▶ _DATA TO PROCESS_:
━━━

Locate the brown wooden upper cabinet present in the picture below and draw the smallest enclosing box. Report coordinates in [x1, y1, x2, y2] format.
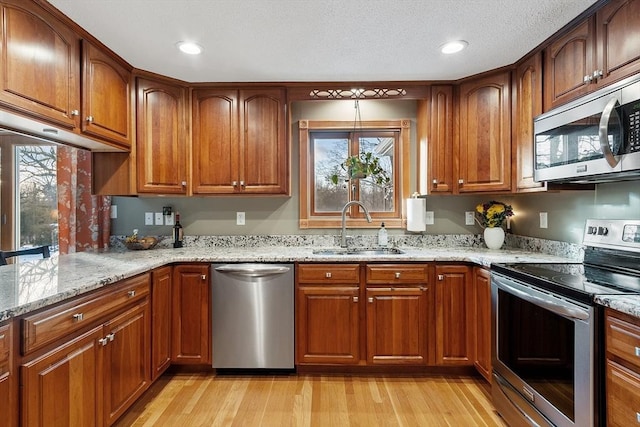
[81, 40, 133, 148]
[544, 0, 640, 111]
[192, 88, 289, 195]
[136, 78, 189, 194]
[453, 71, 511, 193]
[0, 0, 132, 149]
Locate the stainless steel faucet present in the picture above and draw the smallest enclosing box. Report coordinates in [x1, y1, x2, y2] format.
[340, 200, 371, 248]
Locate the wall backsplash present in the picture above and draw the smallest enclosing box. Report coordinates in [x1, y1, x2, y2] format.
[112, 100, 640, 247]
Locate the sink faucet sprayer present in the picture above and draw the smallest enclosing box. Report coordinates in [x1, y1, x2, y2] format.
[340, 200, 371, 248]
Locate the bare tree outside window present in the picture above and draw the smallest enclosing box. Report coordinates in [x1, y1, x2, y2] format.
[15, 145, 58, 251]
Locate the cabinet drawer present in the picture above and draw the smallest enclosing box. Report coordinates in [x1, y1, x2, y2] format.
[367, 264, 429, 285]
[0, 324, 11, 379]
[605, 312, 640, 370]
[22, 274, 149, 354]
[298, 264, 360, 284]
[606, 360, 640, 427]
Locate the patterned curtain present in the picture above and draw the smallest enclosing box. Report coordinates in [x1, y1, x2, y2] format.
[57, 146, 111, 254]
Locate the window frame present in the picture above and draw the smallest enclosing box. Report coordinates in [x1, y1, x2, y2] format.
[298, 119, 411, 229]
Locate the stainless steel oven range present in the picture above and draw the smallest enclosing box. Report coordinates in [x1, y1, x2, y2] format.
[491, 220, 640, 427]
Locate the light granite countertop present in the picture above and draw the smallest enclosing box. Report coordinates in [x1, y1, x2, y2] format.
[0, 246, 575, 322]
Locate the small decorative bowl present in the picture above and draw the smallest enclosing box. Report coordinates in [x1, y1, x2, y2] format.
[124, 236, 158, 251]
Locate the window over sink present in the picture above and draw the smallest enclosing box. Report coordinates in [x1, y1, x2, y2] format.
[299, 119, 410, 228]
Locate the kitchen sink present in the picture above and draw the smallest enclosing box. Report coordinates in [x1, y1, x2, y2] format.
[313, 248, 404, 255]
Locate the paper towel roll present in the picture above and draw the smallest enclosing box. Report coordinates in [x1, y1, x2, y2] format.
[407, 198, 427, 231]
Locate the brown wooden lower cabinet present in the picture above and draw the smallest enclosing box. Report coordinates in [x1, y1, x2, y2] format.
[20, 274, 151, 427]
[0, 322, 18, 427]
[435, 265, 475, 366]
[366, 284, 431, 365]
[296, 285, 360, 365]
[151, 266, 173, 381]
[473, 267, 491, 382]
[171, 264, 211, 364]
[605, 309, 640, 427]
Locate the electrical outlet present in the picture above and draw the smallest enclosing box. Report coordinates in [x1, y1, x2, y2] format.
[464, 211, 475, 225]
[164, 212, 175, 226]
[156, 212, 164, 225]
[540, 212, 549, 228]
[424, 211, 433, 225]
[236, 212, 245, 225]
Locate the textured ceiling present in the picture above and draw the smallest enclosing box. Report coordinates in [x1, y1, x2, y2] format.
[49, 0, 596, 82]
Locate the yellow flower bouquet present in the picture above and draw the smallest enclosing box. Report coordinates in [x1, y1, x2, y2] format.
[476, 200, 513, 228]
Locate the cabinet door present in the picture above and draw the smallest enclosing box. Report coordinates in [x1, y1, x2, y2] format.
[21, 325, 104, 427]
[435, 265, 475, 365]
[457, 72, 511, 193]
[366, 285, 429, 365]
[427, 86, 453, 193]
[82, 40, 133, 148]
[151, 267, 173, 380]
[171, 264, 211, 364]
[596, 0, 640, 86]
[512, 52, 545, 192]
[238, 89, 289, 194]
[544, 19, 595, 111]
[0, 323, 18, 427]
[0, 0, 80, 128]
[136, 78, 188, 194]
[473, 267, 491, 382]
[104, 300, 151, 425]
[296, 286, 360, 364]
[192, 89, 240, 194]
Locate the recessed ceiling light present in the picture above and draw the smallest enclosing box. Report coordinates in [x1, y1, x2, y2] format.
[440, 40, 469, 54]
[176, 42, 203, 55]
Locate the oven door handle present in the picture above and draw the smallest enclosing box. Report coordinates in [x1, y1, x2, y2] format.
[498, 281, 589, 320]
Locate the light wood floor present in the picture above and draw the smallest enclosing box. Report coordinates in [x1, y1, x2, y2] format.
[116, 373, 505, 427]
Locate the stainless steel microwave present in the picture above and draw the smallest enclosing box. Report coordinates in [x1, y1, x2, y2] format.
[534, 75, 640, 183]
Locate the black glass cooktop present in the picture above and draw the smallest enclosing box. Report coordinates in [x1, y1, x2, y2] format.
[491, 263, 640, 303]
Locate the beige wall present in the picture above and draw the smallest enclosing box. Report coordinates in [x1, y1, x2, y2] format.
[112, 100, 640, 243]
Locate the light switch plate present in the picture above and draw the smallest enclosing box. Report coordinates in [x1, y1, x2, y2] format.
[156, 212, 164, 225]
[464, 211, 475, 225]
[424, 211, 433, 225]
[236, 212, 245, 225]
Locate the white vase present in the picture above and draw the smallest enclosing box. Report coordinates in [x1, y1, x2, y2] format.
[484, 227, 504, 249]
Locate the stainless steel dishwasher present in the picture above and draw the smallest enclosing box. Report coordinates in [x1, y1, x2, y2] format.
[211, 264, 295, 369]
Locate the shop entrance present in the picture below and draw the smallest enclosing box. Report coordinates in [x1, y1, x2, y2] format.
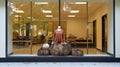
[8, 0, 112, 56]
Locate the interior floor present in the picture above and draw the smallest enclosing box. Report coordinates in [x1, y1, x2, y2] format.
[13, 44, 107, 55]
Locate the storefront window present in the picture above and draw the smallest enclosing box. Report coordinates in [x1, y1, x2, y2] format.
[7, 0, 114, 56]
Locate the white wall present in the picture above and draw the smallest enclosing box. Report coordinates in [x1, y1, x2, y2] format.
[0, 0, 6, 58]
[67, 18, 87, 39]
[89, 2, 113, 54]
[115, 0, 120, 58]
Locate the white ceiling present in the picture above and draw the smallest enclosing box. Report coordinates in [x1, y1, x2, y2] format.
[8, 2, 108, 20]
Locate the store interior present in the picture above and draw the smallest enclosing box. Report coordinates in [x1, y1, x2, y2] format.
[8, 0, 114, 56]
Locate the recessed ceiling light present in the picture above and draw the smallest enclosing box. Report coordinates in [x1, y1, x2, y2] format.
[15, 10, 24, 13]
[68, 15, 76, 17]
[45, 15, 53, 17]
[70, 10, 79, 13]
[35, 2, 48, 5]
[42, 10, 52, 13]
[75, 2, 87, 4]
[14, 15, 21, 17]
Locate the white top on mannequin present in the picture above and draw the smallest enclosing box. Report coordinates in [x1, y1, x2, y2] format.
[57, 26, 62, 31]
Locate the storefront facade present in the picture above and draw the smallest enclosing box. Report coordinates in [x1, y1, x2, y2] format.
[1, 0, 119, 61]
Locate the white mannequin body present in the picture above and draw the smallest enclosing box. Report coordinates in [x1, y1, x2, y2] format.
[57, 26, 61, 31]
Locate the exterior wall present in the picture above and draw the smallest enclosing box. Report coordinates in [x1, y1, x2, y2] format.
[89, 4, 113, 54]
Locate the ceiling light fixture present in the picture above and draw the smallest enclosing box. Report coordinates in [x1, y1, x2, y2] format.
[42, 10, 52, 13]
[70, 10, 79, 13]
[14, 15, 21, 17]
[35, 2, 48, 5]
[27, 17, 33, 19]
[15, 10, 24, 13]
[68, 15, 76, 17]
[45, 15, 53, 17]
[75, 2, 87, 4]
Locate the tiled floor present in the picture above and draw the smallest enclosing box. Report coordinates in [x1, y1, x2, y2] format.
[13, 44, 106, 55]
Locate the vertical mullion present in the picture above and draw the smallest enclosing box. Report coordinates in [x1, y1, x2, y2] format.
[30, 1, 33, 54]
[58, 0, 61, 26]
[86, 2, 89, 54]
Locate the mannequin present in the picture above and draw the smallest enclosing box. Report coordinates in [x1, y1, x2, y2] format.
[57, 26, 61, 31]
[52, 26, 65, 44]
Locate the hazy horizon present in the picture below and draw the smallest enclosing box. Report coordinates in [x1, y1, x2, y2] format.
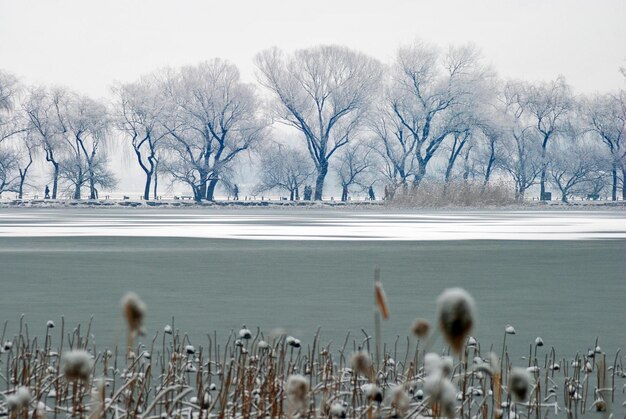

━━━

▶ _REQUIRED TASK_: Update the entries from the line containing "Locate the yellow" through the line containing "[498, 281, 589, 320]" by changing "cabinet door" to "cupboard door", and give back only those lines with everything else left unchanged.

▶ _SOLUTION TO THIS PROBLEM_:
Locate the yellow flower bouquet present in the picture above and draw the smallest enclosing box. Report coordinates in [x1, y1, x2, y2] format.
[476, 200, 513, 228]
Locate the cupboard door present in the picture above and draw the smallest enclosing box. Report coordinates in [x1, y1, x2, y2] format.
[21, 325, 104, 427]
[435, 265, 475, 365]
[457, 72, 511, 193]
[366, 285, 429, 365]
[427, 86, 453, 193]
[82, 40, 133, 148]
[151, 267, 173, 380]
[171, 264, 211, 364]
[596, 0, 640, 86]
[512, 52, 545, 192]
[238, 89, 289, 194]
[544, 19, 595, 111]
[0, 323, 18, 427]
[0, 0, 80, 128]
[136, 78, 188, 194]
[473, 267, 491, 382]
[104, 300, 151, 425]
[296, 286, 360, 364]
[192, 89, 240, 194]
Locate the recessed ceiling light present in the picture above and draw the smallest enclosing box. Report coordinates in [x1, y1, x2, y2] format.
[440, 40, 469, 54]
[176, 42, 203, 55]
Locate the oven door handle present in the picture above and draw the smallest enclosing box. Report coordinates in [x1, y1, x2, y2] format.
[498, 281, 589, 320]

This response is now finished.